# AUFGABE:
Führe den Text über die Regierungsbeteiligung der FPÖ in Österreich im Anschluss an seinen letzten Satz weiter.

Zumindest einige der seit Anfang 2018 in Gang befindlichen Szenarien fordern jedenfalls eine christlich grundierte Kritik heraus. Denn zweifelsohne markiert die Koalitionsregierung, die Wahlsieger Sebastian Kurz von der Österreichischen Volkspartei (ÖVP) mit der knapp drittstärksten „Freiheitlichen Partei Österreichs“ (FPÖ) kurz vor Weihnachten 2017 bildete, eine Zeitenwende im Land.

Grenzüberschreitungen zum Rechtsextremismus

Die nunmehr dritte Regierungsbeteiligung der FPÖ begann insofern unter neuen Vorzeichen, weil sich die Partei heute eindeutig dem rechtspopulistischen Spektrum zuordnen lässt. Hohe Funktionäre der FPÖ – bis hinauf zu Parteichef Heinz Christian Strache, der nun Vizekanzler ist – traten seit Frauke Petrys Zeiten in Deutschland bei Veranstaltungen der AfD auf, im Europaparlament gehören die Freiheitlichen der von Marine Le Pen und ihrer Partei dominierten Rechtsaußen-Fraktion „Europa der Nationen und der Freiheit“ an. Seit Ende 2016 ist die FPÖ überdies mit Wladimir Putins Partei „Einiges Russland“ durch einen Kooperationsvertrag verbunden. Diese wenigen Beispiele mögen den Geist dieser politischen Bewegung andeuten.

Punktbasierte Annotationsdaten

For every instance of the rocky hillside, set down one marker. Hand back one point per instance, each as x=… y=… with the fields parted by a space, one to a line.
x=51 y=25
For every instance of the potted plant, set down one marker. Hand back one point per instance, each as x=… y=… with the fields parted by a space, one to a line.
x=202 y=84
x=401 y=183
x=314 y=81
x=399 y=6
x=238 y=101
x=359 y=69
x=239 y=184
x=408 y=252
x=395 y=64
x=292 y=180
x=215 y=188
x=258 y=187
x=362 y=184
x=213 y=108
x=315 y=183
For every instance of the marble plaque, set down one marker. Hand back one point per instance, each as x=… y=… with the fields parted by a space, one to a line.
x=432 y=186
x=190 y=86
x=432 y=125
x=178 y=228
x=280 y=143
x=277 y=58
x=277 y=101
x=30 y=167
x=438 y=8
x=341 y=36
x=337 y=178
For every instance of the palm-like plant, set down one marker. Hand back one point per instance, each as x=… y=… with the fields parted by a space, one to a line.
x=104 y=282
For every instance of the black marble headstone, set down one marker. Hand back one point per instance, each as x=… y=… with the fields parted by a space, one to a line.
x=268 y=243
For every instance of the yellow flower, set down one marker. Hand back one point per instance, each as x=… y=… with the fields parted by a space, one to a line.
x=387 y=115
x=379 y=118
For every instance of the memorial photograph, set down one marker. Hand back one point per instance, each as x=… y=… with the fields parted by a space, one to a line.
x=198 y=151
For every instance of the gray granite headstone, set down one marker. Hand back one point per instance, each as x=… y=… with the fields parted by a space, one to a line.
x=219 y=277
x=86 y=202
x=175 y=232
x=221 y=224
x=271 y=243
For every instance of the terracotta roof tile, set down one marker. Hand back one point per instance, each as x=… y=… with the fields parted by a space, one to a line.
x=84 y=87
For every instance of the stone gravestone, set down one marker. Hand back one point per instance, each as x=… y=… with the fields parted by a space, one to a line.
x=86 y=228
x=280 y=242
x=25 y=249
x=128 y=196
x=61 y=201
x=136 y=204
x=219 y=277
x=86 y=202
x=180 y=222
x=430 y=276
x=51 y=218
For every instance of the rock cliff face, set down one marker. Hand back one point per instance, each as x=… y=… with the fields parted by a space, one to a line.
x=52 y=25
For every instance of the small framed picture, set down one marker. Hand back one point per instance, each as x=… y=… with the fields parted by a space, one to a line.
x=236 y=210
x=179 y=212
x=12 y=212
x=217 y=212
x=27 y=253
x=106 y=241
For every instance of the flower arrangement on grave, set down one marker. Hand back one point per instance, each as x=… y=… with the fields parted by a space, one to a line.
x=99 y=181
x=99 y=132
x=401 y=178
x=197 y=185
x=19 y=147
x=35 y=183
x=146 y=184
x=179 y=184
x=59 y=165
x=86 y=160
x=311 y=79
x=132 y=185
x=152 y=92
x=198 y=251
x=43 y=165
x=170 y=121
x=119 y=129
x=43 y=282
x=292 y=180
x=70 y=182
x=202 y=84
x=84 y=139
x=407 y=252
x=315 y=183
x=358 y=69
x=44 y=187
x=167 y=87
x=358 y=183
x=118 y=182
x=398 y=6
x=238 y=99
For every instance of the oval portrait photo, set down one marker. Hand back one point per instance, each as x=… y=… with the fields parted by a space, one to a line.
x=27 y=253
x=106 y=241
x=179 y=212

...

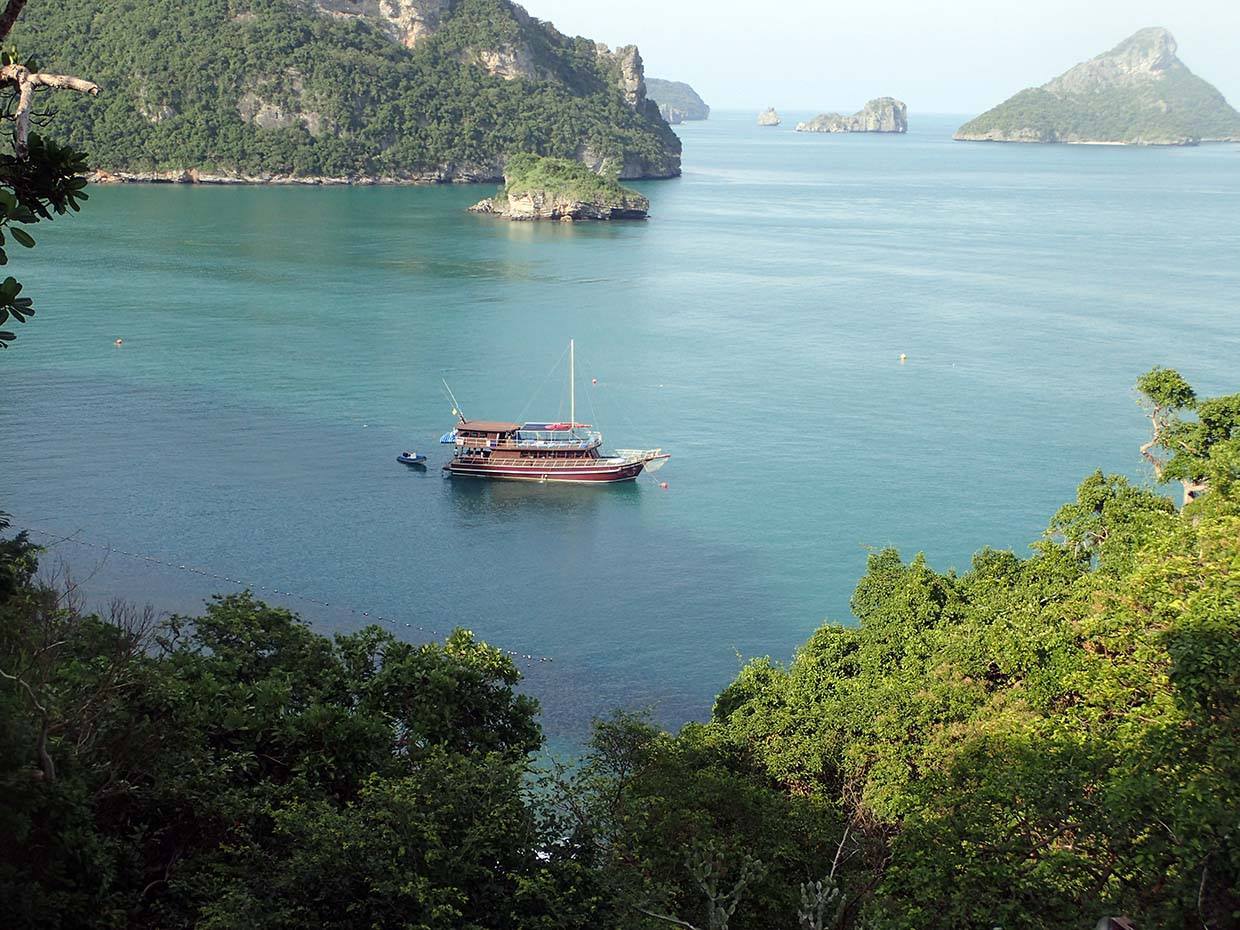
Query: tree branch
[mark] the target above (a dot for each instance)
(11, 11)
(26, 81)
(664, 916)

# ANTWORT:
Dazu kommen seit Jahren beständige Grenzüberschreitungen von Funktionären der FPÖ in Richtung Rechtsextremismus – das Mauthausenkomitee Österreich listete in einer Broschüre allein 60 „Einzelfälle“ zwischen 2013 und 2017 auf. Auch unmittelbar nach dem Regierungseintritt der FPÖ wurden weitere Vorfälle publik: So musste Anfang 2018 Udo Landbauer, der FPÖ-Spitzenkandidat für die niederösterreichischen Landtagswahlen, zurücktreten, weil in der Burschenhaft „Germania zu Wiener Neustadt“, der Landbauer angehörte, Liedtexte aufgetaucht waren, welche Juden und die Shoa verhöhnten. FPÖ-Chef Strache betont seither, die braunen Flecken in seiner Partei ausmerzen zu wollen.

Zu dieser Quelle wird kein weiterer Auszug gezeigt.